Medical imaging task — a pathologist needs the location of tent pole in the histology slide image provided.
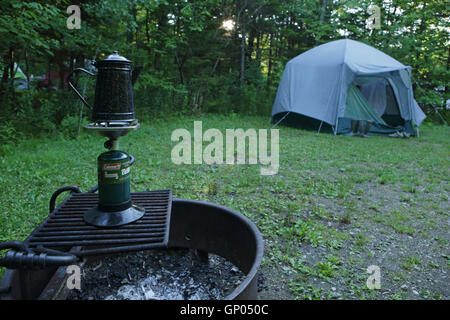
[334,118,339,135]
[317,120,323,135]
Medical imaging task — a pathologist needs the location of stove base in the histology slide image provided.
[84,205,145,228]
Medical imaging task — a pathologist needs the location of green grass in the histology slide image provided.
[0,115,450,299]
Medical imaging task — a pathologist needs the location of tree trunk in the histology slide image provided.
[240,19,246,87]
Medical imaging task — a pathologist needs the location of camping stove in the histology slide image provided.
[0,52,263,299]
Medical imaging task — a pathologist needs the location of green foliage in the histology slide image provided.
[0,0,450,137]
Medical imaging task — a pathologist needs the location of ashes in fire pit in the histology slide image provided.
[68,249,245,300]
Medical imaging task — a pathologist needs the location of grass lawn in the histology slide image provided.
[0,115,450,299]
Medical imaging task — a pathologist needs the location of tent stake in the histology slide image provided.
[317,120,323,135]
[270,111,291,130]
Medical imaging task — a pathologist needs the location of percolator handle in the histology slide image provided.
[67,68,95,110]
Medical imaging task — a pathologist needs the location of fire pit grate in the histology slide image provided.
[25,190,172,256]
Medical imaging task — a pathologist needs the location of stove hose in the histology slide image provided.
[0,241,78,269]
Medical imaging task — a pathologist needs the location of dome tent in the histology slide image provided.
[272,39,425,134]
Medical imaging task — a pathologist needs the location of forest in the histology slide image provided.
[0,0,450,142]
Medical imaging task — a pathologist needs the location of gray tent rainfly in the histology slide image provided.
[272,39,425,135]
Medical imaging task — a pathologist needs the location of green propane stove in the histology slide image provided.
[69,52,145,227]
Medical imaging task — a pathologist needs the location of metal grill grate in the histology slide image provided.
[26,190,172,256]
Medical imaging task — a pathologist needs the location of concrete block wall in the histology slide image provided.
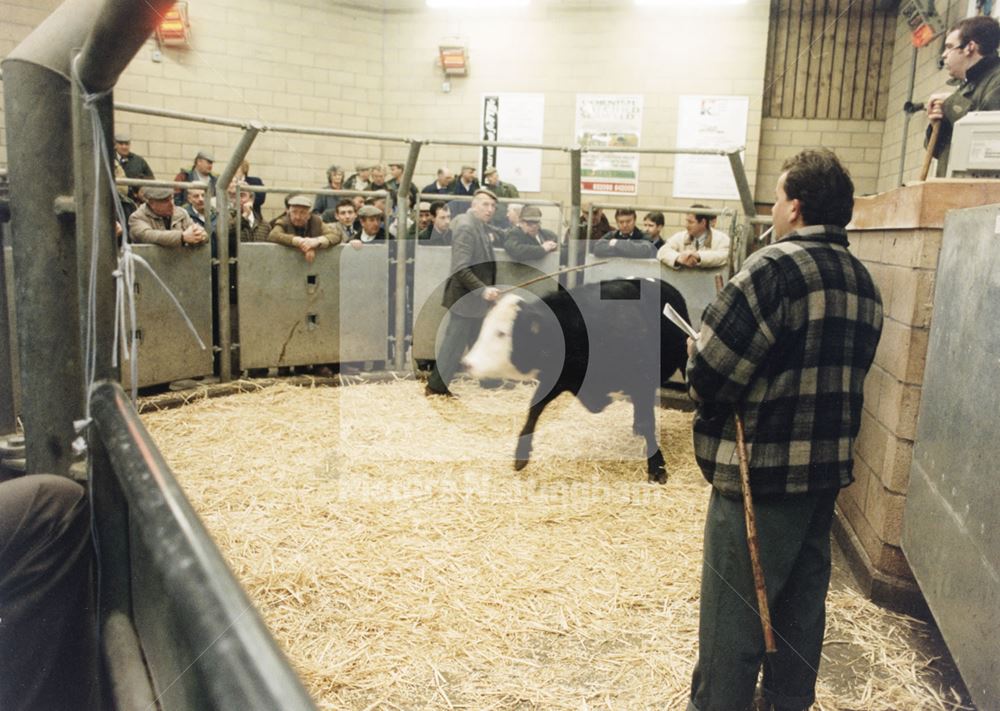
[876,0,968,192]
[383,0,769,230]
[838,227,941,602]
[754,118,885,203]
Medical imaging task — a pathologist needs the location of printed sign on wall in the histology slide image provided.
[479,94,545,193]
[576,94,642,195]
[674,96,750,200]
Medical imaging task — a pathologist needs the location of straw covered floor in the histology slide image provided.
[143,380,961,711]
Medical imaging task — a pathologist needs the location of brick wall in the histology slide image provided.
[877,0,968,192]
[754,118,885,203]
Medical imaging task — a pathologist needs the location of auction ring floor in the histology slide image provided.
[143,380,971,711]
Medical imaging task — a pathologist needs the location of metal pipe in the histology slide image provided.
[267,123,413,143]
[580,146,743,156]
[424,138,571,153]
[0,244,17,435]
[897,47,917,185]
[3,0,171,475]
[566,147,590,287]
[115,102,248,128]
[71,65,121,397]
[214,121,264,383]
[393,141,423,371]
[727,149,757,217]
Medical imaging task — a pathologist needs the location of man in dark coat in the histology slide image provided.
[503,205,559,262]
[115,133,156,201]
[424,188,500,396]
[594,207,657,259]
[927,16,1000,178]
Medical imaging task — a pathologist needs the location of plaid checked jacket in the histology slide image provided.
[687,225,882,496]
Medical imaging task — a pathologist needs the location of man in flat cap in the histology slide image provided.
[424,188,500,396]
[503,205,559,262]
[351,205,385,249]
[385,163,417,207]
[267,195,344,262]
[420,200,451,247]
[420,167,455,195]
[483,165,521,200]
[128,188,208,247]
[115,133,156,202]
[174,151,215,205]
[344,163,373,190]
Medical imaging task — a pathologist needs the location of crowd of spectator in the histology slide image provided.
[115,140,730,269]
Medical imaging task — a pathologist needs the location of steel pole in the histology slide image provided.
[214,121,264,383]
[71,64,120,397]
[393,141,423,371]
[566,148,589,287]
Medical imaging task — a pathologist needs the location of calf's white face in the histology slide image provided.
[462,294,529,380]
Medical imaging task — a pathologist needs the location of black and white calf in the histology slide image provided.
[462,279,687,484]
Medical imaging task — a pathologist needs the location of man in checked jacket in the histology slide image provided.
[687,150,882,711]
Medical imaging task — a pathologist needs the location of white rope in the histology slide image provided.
[72,55,205,412]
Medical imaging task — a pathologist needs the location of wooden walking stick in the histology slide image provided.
[920,119,941,181]
[733,412,778,654]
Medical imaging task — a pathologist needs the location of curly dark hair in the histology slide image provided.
[781,148,854,227]
[951,15,1000,57]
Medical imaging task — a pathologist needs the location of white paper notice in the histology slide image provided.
[674,96,750,200]
[482,94,545,193]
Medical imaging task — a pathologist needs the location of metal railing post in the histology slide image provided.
[393,140,423,371]
[726,149,757,217]
[70,62,124,397]
[214,121,264,383]
[566,146,590,287]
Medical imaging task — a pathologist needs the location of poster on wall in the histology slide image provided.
[674,96,750,200]
[479,94,545,193]
[576,94,642,195]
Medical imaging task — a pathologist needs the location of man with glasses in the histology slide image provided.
[925,16,1000,178]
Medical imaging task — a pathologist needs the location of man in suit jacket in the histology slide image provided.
[424,188,500,396]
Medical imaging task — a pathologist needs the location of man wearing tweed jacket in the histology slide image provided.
[687,150,882,711]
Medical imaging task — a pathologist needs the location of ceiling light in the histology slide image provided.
[427,0,530,10]
[636,0,747,7]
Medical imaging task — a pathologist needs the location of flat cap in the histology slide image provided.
[521,205,542,222]
[142,187,174,200]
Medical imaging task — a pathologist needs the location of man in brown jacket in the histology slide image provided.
[128,188,208,247]
[267,195,344,262]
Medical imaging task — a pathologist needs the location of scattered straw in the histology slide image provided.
[144,381,960,711]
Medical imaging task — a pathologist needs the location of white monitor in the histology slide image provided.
[947,111,1000,178]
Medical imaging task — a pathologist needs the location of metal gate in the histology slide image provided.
[902,206,1000,709]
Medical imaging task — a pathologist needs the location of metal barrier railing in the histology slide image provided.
[90,382,316,711]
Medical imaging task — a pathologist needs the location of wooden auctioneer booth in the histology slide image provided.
[834,179,1000,624]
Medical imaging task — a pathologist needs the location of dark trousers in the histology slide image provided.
[427,311,483,393]
[0,474,99,711]
[688,489,837,711]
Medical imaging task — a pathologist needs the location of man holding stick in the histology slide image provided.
[687,150,882,711]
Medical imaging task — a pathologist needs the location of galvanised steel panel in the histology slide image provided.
[413,244,559,360]
[239,243,390,368]
[583,254,728,328]
[120,244,213,388]
[902,205,1000,709]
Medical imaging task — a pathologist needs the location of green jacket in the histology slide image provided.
[924,54,1000,178]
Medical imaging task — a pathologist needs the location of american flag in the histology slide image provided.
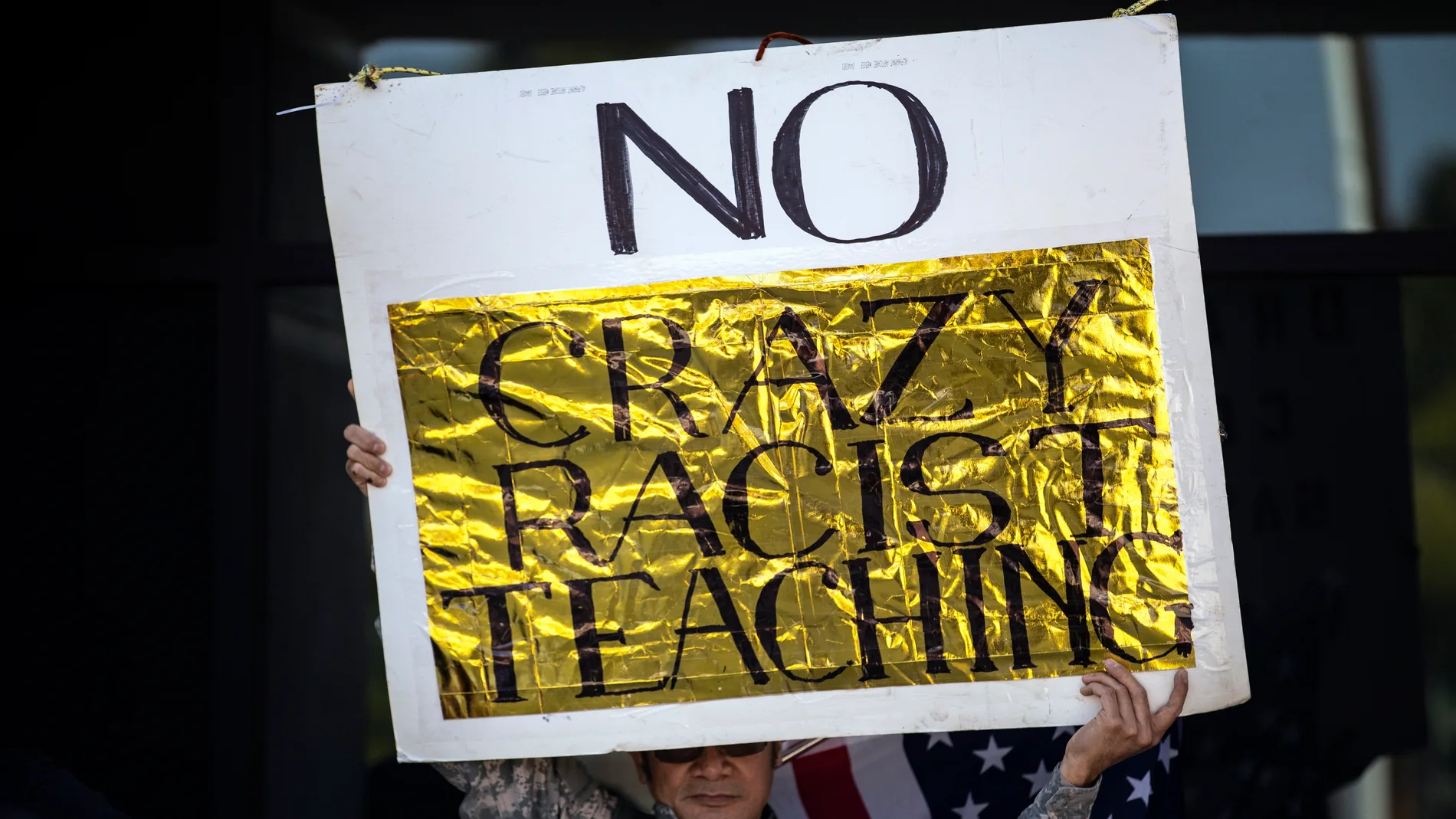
== == ==
• **DESCRIPTION OF THE TASK**
Reproduce the data word for word, starting at the line that contains "base in the histology slide image provided." and ending after the line that contains "[68,249,245,300]". Include both of those lines and nothing outside them.

• **EXPECTED OUTPUT**
Medical imaging task — a pathologist needs the location of stove base in the histology slide image provided.
[84,205,145,228]
Medical imaging task — a pathologist needs the location of green grass in the histology slide image provided.
[0,115,450,299]
Medical imaging task — a pathologist needs the location of tree trunk in the histology slide image provided.
[240,19,246,87]
Medical imaging task — a pathologist needs the location of camping stove in the histology slide image provided.
[0,52,263,299]
Medical imaging task — a pathologist needs the location of green foliage in the histology slide image provided.
[0,0,450,137]
Medical imaging task — a pathologist needs the location of ashes in fire pit in the histology slide image provided.
[68,249,245,300]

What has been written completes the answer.